◆ **Records for the exercise**
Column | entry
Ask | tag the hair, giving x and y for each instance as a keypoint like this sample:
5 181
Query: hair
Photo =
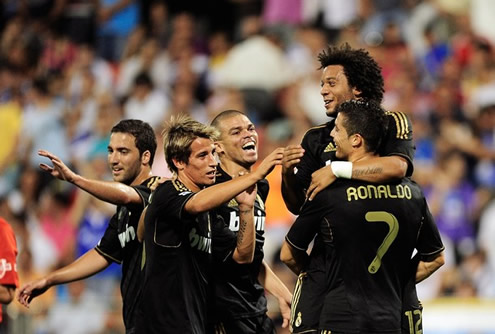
144 136
366 118
361 70
179 133
217 120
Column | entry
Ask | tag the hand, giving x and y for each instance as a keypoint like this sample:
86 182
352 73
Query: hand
31 290
292 156
59 169
320 179
273 159
284 306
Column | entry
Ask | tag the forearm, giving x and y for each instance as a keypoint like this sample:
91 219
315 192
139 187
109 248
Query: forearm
293 198
273 284
108 191
87 265
6 293
246 237
293 258
379 169
426 268
218 194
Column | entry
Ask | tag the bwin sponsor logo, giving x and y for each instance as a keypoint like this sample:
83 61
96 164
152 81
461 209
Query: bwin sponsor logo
128 235
259 221
199 242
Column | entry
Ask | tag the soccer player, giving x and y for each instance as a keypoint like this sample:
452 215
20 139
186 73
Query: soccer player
366 234
131 151
178 228
240 304
310 167
9 280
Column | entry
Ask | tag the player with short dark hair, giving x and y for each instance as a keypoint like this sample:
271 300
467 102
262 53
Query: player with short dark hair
240 303
131 151
365 236
308 168
177 228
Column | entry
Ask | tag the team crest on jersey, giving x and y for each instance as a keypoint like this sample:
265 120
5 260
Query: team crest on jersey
330 148
298 321
4 267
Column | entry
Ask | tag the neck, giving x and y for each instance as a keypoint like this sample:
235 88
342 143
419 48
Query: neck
361 156
143 175
190 184
232 168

◆ **The problem**
Give the entries above again in full and exactly, but not the pictures.

◆ **Solution to the exercise**
Column | entry
Ask | tag the hair, giving x and y for each instance as a keypoint like this sample:
5 181
Query: hair
Photo =
144 136
366 118
361 70
179 133
217 120
Column | entry
Ask | tag the hand, giving x and y for each instance as a keypoint like this sample:
86 182
352 73
Query: hand
31 290
292 156
59 169
320 179
273 159
284 306
Column | entry
Ask | tag the forearm, giving x and y for each instance as a keypoint like this sample:
91 219
315 192
139 187
109 248
Query: forearm
293 198
273 284
108 191
87 265
6 293
246 237
293 258
379 169
426 268
218 194
Column | entry
Ask | tag the bwin sponsor logo, giving x and y for each instance as a keypoint like this sample:
83 61
96 164
152 81
461 209
Query: bwin sponsor logo
128 235
259 221
199 242
Column | entry
Ask | tag the soccer player, giving x and y for each instance as a keypoint like this sample:
452 215
20 139
186 73
Query: soccer player
366 234
131 151
178 228
240 304
310 167
9 280
Column | entry
Ask | tag the player with short dark hair, giving x and y for each instance as a keypoint like this sample:
271 300
467 102
262 53
Query: player with short dark hair
240 303
131 151
365 236
308 168
177 228
Column | entry
Ask | tag the team crest on jersey, giving x and y for each instance as a keypoint like this sample:
265 120
5 260
Query: team crest on jersey
330 148
298 321
4 267
Column | entry
Ask | tag the neck, giving x and y for each instance as a keypoint like this sample:
235 88
342 143
419 48
Query: neck
361 156
143 175
190 184
232 168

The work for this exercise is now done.